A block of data
══════════

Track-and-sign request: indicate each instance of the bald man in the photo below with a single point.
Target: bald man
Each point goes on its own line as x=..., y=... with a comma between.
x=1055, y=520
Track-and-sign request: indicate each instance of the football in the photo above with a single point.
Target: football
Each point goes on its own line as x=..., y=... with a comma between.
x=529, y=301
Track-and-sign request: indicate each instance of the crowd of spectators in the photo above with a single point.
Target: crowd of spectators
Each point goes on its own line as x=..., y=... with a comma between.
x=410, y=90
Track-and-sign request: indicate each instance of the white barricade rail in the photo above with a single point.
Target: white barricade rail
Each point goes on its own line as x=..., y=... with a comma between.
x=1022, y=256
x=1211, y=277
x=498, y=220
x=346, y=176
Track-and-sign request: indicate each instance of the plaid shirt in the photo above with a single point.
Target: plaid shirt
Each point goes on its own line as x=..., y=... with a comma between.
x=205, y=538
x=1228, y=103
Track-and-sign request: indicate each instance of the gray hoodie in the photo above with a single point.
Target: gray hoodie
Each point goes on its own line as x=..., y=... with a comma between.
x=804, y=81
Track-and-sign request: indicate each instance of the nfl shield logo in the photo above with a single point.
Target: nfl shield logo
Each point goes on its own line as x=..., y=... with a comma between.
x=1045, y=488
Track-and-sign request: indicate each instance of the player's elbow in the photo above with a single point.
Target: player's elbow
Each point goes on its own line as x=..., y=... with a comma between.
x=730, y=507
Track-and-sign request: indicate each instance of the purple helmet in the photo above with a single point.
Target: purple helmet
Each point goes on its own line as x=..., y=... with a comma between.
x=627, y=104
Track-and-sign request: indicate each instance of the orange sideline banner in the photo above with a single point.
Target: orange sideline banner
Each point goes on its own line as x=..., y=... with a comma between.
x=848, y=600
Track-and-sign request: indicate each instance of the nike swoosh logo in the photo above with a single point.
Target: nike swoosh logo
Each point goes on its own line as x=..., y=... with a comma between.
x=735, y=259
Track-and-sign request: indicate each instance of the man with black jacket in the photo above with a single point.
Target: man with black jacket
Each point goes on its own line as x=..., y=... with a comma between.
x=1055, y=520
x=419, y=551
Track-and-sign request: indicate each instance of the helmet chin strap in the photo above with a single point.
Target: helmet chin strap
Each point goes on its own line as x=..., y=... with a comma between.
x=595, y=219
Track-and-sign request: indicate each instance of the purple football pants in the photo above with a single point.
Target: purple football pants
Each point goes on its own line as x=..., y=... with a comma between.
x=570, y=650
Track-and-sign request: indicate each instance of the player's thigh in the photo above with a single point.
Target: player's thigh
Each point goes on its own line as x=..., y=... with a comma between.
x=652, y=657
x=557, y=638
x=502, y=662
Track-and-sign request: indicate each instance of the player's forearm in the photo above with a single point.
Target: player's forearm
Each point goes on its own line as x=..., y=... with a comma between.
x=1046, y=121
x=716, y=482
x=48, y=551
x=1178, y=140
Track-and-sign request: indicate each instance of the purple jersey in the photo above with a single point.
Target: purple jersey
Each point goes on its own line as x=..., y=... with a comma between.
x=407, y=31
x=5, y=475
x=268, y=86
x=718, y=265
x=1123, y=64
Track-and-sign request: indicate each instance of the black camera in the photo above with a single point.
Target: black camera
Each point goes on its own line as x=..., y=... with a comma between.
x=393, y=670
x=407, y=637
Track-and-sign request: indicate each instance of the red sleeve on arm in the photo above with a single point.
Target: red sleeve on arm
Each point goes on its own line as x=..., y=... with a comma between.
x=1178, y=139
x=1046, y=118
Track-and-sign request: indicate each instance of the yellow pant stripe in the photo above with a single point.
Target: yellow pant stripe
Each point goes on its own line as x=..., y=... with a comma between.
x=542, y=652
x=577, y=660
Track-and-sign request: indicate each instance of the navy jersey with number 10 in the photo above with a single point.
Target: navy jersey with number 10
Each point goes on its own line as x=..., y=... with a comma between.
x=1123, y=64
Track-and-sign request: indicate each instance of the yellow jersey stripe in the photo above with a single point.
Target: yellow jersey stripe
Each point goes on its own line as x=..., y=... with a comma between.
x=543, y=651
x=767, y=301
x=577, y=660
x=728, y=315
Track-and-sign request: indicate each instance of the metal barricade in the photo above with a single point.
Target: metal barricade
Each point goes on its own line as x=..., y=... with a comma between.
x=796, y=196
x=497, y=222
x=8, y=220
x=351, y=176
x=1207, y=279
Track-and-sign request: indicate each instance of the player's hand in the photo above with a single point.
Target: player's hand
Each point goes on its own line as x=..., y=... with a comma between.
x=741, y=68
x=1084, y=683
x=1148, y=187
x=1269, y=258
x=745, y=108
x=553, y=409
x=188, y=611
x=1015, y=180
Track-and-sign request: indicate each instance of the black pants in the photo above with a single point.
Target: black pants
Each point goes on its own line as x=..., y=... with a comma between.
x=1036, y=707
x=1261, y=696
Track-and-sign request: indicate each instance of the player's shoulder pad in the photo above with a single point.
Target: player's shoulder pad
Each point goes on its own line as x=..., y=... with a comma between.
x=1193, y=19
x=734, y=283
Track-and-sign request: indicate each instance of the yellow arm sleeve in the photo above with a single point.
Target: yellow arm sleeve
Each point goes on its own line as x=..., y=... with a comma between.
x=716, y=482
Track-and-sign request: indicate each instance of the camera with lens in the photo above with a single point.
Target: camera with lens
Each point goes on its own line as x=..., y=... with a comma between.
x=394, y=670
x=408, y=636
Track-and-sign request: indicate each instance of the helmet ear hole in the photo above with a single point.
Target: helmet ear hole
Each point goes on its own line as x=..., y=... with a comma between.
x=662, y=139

══════════

**Exercise directions**
Copy the lines of the data word for word. Start with the line that contains "Track-and-sign request: indicate each instance of the metal" and end with the line that contains "x=408, y=636", including both of those lines.

**Task output**
Track-and-sign request: indicate each instance of the metal barricade in the photo above with a single point.
Target: metal barricade
Each point goes on its own line as x=..., y=... with a comma between.
x=796, y=196
x=497, y=222
x=8, y=220
x=351, y=176
x=1207, y=279
Track-and-sign request: indicate each instance of the player's hand in the photo above with a single point.
Target: player's hand
Each point goes on its own line as x=..., y=... with a comma between.
x=741, y=68
x=1084, y=683
x=1148, y=187
x=1269, y=258
x=745, y=108
x=553, y=409
x=188, y=611
x=1015, y=180
Track-and-sign request: indicate each instance of the black pants in the photo above with a single point.
Target: black pants
Each point goes on its own line as x=..., y=... with a comma between.
x=1036, y=707
x=1261, y=696
Track-and-sign request: indicate each instance of the player's shoulder pad in the photo above with a single point.
Target: player's shoulder pad
Each point goes on its own line as x=..., y=... with a comma between.
x=1193, y=19
x=734, y=283
Track-and-sign request: indicate each instance of the yellow arm sleeve in the photo above with a single point.
Target: yellow arm sleeve
Each point goes on its own line as x=..., y=... with a comma between.
x=716, y=482
Track-and-sign request: indicate each instance of the camera with lens in the photo above with a single point.
Target: camera with lens
Each point goes on its own line as x=..., y=... with a comma between.
x=394, y=670
x=408, y=636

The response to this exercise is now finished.